=== Section Start ===

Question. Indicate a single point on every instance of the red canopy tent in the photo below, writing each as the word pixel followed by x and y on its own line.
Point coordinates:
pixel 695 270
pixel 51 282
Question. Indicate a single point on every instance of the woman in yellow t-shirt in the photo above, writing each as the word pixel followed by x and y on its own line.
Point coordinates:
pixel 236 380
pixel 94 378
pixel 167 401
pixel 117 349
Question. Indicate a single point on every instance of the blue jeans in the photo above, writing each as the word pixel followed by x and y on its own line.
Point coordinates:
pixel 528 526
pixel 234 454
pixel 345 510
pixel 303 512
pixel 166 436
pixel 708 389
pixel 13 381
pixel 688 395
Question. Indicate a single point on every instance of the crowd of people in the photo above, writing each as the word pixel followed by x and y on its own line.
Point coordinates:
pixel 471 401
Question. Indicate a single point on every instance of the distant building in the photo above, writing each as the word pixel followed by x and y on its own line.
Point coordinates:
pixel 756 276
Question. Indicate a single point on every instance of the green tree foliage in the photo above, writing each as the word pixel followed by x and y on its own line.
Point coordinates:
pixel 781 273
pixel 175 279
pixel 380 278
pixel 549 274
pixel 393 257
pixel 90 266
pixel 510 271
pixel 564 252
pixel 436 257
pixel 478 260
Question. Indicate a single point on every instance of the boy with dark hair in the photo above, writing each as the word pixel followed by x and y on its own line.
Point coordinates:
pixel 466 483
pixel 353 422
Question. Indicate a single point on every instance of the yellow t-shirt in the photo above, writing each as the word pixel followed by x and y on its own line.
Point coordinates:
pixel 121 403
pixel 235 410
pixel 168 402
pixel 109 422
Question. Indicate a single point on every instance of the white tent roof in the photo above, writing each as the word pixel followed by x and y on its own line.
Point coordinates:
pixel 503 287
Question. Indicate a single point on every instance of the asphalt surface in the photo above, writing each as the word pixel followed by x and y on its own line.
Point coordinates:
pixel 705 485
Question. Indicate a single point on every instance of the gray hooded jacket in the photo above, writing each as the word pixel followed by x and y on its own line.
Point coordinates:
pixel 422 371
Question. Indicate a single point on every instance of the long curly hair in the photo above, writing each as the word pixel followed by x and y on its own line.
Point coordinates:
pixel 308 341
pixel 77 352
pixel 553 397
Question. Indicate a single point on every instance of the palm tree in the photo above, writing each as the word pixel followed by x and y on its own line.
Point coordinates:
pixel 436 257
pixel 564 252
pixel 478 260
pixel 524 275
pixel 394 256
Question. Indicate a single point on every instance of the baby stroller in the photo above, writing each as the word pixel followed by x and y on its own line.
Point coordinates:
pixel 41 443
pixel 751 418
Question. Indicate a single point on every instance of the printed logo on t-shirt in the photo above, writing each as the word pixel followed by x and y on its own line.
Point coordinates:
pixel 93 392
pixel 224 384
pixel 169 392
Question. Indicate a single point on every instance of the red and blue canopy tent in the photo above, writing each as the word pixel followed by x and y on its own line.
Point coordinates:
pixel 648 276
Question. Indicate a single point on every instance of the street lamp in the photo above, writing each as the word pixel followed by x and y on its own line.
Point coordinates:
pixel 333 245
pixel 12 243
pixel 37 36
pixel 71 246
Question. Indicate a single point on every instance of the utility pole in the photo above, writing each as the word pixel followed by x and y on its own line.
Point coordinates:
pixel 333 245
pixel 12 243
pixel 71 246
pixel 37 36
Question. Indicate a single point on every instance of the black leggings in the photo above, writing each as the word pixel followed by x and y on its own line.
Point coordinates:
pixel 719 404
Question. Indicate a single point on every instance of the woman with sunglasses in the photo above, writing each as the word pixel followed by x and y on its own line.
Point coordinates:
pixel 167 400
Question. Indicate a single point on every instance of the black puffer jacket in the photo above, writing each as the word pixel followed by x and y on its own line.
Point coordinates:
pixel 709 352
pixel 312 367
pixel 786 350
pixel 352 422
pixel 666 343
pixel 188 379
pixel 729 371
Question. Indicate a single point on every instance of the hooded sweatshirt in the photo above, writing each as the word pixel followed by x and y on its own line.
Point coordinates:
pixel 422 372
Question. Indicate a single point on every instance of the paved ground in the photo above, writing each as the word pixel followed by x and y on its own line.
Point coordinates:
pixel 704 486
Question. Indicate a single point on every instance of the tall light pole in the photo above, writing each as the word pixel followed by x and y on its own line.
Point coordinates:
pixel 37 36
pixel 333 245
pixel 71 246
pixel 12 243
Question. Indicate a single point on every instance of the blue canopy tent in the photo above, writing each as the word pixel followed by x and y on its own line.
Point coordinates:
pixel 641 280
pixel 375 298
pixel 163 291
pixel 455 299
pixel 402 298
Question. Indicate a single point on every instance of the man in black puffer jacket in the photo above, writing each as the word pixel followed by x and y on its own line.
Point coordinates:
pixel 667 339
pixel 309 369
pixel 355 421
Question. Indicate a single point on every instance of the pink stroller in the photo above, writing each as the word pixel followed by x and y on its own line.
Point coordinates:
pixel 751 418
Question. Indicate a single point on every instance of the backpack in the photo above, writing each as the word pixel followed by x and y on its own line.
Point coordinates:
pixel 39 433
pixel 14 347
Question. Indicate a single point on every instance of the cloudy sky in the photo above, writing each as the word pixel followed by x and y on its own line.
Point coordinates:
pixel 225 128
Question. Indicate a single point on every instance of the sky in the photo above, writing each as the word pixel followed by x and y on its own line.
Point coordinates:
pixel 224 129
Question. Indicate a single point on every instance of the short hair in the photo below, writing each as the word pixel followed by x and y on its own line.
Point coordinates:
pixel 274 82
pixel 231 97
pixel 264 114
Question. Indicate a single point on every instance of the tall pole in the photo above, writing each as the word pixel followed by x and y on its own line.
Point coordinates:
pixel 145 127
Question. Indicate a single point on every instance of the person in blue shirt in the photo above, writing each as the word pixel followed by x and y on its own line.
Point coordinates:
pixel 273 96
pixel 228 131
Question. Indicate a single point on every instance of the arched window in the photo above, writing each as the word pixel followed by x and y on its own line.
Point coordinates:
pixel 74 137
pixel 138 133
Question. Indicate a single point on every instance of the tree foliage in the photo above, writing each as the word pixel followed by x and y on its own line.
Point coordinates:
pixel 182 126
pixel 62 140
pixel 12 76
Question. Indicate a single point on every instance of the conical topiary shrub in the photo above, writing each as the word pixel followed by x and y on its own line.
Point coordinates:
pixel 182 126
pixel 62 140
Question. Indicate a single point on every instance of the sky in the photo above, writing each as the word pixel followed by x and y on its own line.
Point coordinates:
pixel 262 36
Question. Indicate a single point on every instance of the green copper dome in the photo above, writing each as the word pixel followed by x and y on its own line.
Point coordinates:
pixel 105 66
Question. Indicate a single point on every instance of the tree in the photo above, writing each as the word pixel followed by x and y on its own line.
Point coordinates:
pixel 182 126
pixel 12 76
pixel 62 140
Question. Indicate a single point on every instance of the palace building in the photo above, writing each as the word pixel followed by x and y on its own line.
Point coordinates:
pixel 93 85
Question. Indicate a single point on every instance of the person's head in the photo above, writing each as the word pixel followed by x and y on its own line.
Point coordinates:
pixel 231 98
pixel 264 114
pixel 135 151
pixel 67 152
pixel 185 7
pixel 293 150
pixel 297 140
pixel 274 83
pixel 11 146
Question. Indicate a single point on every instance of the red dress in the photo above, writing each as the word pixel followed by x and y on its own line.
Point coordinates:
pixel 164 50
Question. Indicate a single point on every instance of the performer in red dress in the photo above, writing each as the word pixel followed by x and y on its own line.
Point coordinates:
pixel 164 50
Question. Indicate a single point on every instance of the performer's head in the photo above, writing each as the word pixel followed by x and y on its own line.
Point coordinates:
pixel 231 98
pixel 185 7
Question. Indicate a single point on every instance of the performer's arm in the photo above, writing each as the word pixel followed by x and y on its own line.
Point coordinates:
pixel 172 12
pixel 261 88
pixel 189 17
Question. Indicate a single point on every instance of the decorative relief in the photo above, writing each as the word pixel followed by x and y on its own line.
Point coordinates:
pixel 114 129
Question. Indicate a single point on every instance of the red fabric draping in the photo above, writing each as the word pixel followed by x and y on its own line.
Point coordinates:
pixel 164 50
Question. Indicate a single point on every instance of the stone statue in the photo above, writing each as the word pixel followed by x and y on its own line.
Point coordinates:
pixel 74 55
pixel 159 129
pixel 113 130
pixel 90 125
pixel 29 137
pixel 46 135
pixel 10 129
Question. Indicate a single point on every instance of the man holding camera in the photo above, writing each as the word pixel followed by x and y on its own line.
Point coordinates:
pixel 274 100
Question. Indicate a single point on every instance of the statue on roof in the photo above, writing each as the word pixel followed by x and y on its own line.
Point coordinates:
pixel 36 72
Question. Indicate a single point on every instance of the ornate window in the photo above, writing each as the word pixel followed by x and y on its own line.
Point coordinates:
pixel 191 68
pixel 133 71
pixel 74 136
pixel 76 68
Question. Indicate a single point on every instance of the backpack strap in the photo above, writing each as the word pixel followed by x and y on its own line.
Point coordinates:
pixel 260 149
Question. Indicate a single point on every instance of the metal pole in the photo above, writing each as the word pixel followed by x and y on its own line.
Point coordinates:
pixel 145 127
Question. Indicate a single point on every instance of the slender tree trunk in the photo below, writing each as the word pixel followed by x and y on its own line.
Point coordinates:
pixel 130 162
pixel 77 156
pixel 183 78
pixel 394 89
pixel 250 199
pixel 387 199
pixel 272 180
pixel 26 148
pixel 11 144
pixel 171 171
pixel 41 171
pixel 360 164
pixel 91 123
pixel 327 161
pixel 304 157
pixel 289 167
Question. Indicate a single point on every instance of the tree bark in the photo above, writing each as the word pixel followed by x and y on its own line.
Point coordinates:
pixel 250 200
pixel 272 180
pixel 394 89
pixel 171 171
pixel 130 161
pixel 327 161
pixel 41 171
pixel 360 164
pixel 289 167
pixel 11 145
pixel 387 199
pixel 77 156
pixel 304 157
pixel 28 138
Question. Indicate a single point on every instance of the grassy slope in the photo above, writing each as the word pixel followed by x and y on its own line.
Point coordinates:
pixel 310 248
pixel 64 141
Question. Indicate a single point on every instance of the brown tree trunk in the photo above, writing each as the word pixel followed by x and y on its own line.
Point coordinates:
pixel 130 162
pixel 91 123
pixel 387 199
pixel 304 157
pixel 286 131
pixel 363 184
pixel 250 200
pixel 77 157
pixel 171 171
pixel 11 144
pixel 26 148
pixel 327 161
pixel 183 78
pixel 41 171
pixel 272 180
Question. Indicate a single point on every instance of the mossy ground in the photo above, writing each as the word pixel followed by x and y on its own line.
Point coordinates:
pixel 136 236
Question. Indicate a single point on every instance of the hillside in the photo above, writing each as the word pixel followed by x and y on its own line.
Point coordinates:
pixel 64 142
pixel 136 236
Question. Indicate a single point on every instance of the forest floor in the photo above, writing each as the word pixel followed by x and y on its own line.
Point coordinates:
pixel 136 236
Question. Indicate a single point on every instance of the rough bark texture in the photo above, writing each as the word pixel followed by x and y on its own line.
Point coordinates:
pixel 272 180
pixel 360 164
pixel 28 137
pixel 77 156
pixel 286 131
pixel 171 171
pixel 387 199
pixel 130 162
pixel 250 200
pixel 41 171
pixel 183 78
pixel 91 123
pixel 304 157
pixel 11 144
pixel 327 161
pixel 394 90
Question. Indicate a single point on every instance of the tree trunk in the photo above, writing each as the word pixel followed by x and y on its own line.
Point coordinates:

=== Section End ===

Description of the task: Filter the listing above so that only lines holding the word "tall" remain, and report those lines.

Task result:
Question. Indicate a single point on every instance of the tall light pole in the photo above, writing each as the word pixel followed by x and y on its own line.
Question. Indicate a single point on every instance of the tall pole in the photo above, writing each as the word pixel followed by x and y on its own line.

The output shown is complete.